(Records from a data source)

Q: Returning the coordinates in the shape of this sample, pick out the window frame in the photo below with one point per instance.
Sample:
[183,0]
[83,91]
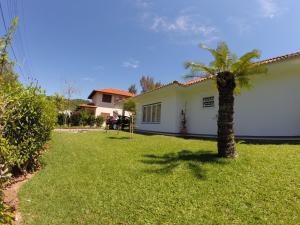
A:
[206,102]
[152,118]
[106,96]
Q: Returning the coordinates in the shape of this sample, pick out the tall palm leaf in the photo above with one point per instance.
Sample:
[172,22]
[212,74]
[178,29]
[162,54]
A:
[231,73]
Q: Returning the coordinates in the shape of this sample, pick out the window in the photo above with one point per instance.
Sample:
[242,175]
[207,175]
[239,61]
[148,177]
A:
[106,98]
[151,113]
[208,102]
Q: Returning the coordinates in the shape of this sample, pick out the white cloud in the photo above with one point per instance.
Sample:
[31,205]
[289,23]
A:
[269,8]
[133,64]
[183,24]
[98,67]
[142,3]
[241,24]
[90,79]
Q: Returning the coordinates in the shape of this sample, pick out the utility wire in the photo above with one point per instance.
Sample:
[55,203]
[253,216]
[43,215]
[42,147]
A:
[5,27]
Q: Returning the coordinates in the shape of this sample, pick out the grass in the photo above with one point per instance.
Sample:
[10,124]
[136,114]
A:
[99,178]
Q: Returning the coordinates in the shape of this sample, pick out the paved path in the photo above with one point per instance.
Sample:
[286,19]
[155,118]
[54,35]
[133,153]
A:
[77,130]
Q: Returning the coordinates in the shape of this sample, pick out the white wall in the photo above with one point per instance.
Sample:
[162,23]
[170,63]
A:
[104,107]
[270,108]
[201,120]
[169,114]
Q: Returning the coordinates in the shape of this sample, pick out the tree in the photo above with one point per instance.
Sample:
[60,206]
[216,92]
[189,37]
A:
[148,84]
[130,106]
[230,73]
[60,102]
[132,89]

Description of the task: Retype the data in full. Images do not go in the copy.

Reply:
Q: Returning the coordinates in the shape of this sample, pick out the window frame in the photo below with one point per instance.
Sample:
[183,0]
[83,91]
A:
[206,102]
[152,118]
[106,96]
Q: Returning the coordinates in the shape of this sample, pick out the tall palm leaf in the photo above with one point per instance.
Sample:
[172,22]
[212,74]
[178,29]
[162,54]
A:
[231,73]
Q: Returning the coordinates in the shape of this sample, pick out the window in the photo above with one point per instance.
Sample:
[242,175]
[207,175]
[239,61]
[148,177]
A:
[106,98]
[151,113]
[208,102]
Q: Returning the coordinates in the shape of this sample, pick out the white cloud in the photo above with one point per instance.
Sample:
[31,205]
[289,23]
A:
[269,8]
[133,64]
[183,24]
[98,67]
[142,3]
[241,24]
[90,79]
Q: Returning the coordinates in the shape of this sample, pick out the utility wire in the photo above with one point per instance.
Sample:
[55,203]
[253,216]
[43,215]
[42,147]
A:
[5,27]
Q: Returning the coordinates in the shape of this sample, pick out the grass in the photo above with one point per instance.
Sample:
[10,124]
[136,114]
A:
[99,178]
Q: Returning the coordinates in the shape of this sample, pick out the paved path in the photo above with one point per instance.
Sample:
[286,19]
[155,118]
[54,35]
[133,153]
A:
[77,130]
Q: Returning the coordinates in the shape of this sample, pick out the white wall in the photo above with one point per instance.
Sample:
[162,23]
[170,63]
A:
[104,107]
[270,108]
[201,120]
[169,114]
Q: Returning the coordinates in the shape of this sample, pick out the tree in the photo above with one point per instance.
Sample:
[60,206]
[216,92]
[189,37]
A:
[148,84]
[130,106]
[230,73]
[60,102]
[132,89]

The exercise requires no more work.